Times were that the shop owner would physically stop shop lifters. Now we mostly have low wage employees in shops. Understandable that they don't want the risk of injury and liability so they don't stop shoplifters.

Ok, so we hire specialized employees ostensibly trained in security. But due to liability reasons they aren't allowed to physically stop shoplifters. That makes them basically useless.

Ok, so well there's always cops. But they have a similar cost benefit analysis as the other parties with the same result. It's not worth it to the individual cops to intervene. Why risk going viral over some druggie stealing $100 worth of stuff?

The DA/politicians have a similar calculus. Why spend $50k locking up some druggie because they stole $100 worth of stuff? And why risk the blowback of a police brutality incident?

2 comments

> Why risk going viral over some druggie stealing $100 worth of stuff?

Recorded data:
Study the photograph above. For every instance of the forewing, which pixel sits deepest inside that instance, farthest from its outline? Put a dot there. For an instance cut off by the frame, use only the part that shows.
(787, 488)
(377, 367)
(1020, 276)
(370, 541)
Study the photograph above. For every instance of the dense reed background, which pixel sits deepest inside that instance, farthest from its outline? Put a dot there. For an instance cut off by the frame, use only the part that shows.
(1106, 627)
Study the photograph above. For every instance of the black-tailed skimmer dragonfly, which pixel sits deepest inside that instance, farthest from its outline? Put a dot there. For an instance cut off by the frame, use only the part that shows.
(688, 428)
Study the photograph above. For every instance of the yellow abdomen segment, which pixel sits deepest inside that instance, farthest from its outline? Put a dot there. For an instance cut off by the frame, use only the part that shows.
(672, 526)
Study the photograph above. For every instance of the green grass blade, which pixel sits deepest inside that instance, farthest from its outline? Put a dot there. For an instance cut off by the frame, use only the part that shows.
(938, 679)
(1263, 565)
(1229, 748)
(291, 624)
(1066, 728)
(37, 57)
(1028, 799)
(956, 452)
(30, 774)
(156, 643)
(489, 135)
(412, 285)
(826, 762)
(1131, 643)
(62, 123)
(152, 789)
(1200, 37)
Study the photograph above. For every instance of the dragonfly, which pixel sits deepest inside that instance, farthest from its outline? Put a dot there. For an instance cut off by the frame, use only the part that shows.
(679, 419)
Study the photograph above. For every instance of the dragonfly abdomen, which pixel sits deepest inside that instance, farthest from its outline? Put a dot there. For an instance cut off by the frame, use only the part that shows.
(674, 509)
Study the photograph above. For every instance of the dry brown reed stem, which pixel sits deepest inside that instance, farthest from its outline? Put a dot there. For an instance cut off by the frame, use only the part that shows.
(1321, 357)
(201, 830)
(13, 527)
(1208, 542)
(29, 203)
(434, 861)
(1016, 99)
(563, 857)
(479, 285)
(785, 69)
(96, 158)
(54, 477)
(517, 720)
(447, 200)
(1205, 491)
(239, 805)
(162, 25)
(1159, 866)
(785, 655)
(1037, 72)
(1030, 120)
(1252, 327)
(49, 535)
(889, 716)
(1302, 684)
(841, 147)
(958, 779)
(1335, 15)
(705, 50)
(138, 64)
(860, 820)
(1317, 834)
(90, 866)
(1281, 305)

## QUESTIONS
1. In the shoplifting post, what amount is given as the cost of locking up someone who stole $100 worth of stuff?
2. Print the part of the shoplifting post starting at "Ok, so we hire" and ending at "police brutality incident?".
3. Proceed with the shoplifting post, picking up after its last line.
The entries aren't needed for this work.

## RESULTS FOR THE EXERCISE
1. $50k

2.
Ok, so we hire specialized employees ostensibly trained in security. But due to liability reasons they aren't allowed to physically stop shoplifters. That makes them basically useless.

Ok, so well there's always cops. But they have a similar cost benefit analysis as the other parties with the same result. It's not worth it to the individual cops to intervene. Why risk going viral over some druggie stealing $100 worth of stuff?

The DA/politicians have a similar calculus. Why spend $50k locking up some druggie because they stole $100 worth of stuff? And why risk the blowback of a police brutality incident?

3.
I'm sure that's a factor, but physical altercations also bring risk to the cop. I don't know how generous their disability pensions are, but I suspect it's better for them and their family to still be able to work. Also, anyone in the US can be armed which tends to raise the stakes that cops perceive with every interaction - look at their training material/propaganda sometime and it paints a very adversarial picture.

"The DA/politicians have a similar calculus. Why spend $50k locking up some druggie because they stole $100 worth of stuff?"

It's not their money, so many of them have no problem spending it.

That's not to mention those who personally benefit from putting more people in jail because they have investments in the prison industry, get some sort of bribe/kickback, or just have an easier time getting elected/appointed because they're "tough on crime".